#### Aim of the task:
Reproduce each entry below verbatim.

#### Data provided:

▬▬▬

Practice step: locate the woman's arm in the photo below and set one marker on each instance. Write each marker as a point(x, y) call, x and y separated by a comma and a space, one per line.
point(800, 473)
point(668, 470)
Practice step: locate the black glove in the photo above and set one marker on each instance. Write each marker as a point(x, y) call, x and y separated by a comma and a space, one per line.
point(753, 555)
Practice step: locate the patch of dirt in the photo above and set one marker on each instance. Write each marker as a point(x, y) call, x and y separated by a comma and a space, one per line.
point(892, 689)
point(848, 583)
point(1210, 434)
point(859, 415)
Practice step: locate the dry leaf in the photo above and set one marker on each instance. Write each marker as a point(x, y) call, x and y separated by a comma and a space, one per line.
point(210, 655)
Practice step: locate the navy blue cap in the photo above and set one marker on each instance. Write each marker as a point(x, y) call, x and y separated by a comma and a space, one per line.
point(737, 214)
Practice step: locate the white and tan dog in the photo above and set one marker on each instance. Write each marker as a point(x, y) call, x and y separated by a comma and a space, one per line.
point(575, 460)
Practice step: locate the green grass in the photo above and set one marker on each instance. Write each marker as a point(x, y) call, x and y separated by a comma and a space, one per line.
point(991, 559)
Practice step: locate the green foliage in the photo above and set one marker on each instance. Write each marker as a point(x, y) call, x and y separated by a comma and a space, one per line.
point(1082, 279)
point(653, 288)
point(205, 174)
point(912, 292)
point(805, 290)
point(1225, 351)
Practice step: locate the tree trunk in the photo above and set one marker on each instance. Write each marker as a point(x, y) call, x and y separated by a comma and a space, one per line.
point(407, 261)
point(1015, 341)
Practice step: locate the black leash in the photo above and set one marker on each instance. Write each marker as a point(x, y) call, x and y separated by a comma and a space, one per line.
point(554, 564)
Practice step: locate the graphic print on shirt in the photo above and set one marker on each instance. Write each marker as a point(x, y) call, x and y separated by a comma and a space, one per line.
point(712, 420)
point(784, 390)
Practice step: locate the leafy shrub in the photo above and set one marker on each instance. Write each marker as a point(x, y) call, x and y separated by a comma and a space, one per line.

▬▬▬

#### Task solution:
Practice step: locate the woman's arm in the photo below and set one marker on each instance. Write each marker as a point(x, y) call, x and y separated by a comma and a space, one per line.
point(800, 473)
point(668, 470)
Practice step: locate the black glove in the photo above and set one marker on each instance. Write each marker as a point(x, y) call, x and y separated by a comma and a space, one per line.
point(753, 555)
Practice step: locate the patch of dirt in the photo above and set one marker on each instance. Write each marker as a point(x, y) call, x and y separated by a comma and a space, one per line.
point(892, 689)
point(848, 583)
point(1210, 434)
point(859, 415)
Practice step: locate the dry leaf in the photo above and set one marker on each instance. Write each marker as a point(x, y) call, x and y separated by a comma and a space, one per line.
point(210, 655)
Practice step: locate the navy blue cap in the photo above and set one marker on each instance. Write each marker as a point(x, y) call, x and y separated by a comma and a space, one per line.
point(737, 214)
Practice step: locate the white and tan dog in the photo above and set one marker on each instance. Write each marker as a point(x, y) call, x and y separated by a comma and a space, one per line.
point(575, 460)
Practice step: locate the green grass in the photo above and set one marker on each instance. Write each marker as a point(x, y) call, x and y separated by a comma and a space, one per line.
point(991, 559)
Practice step: locate the green foliage in the photo above and set one marker on each instance. Write each marker as a point(x, y) call, x and y separated by a comma and a space, one per line.
point(1082, 279)
point(653, 288)
point(205, 174)
point(912, 292)
point(805, 290)
point(1225, 351)
Practice step: locate the tree trunk in the photo above and set one marker on each instance. Write each marker as a point(x, y) call, x and y separated by a comma and a space, one per line.
point(407, 261)
point(1015, 341)
Practice step: locate the black leash in the photo above and set one marker on each instance. Write each marker as a point(x, y) call, x and y separated by a comma and a space, one per line.
point(554, 564)
Practice step: locate the graphic print on shirt in the photo above and set one marker on each instance. Write each marker as a point(x, y) call, x and y separated by a comma and a space, one per line.
point(712, 420)
point(784, 390)
Practice step: locate the leafy shrub in the photo above and set one marker on each instance. Write each marker as a point(x, y) call, x and y separated by a comma and a space, one per line.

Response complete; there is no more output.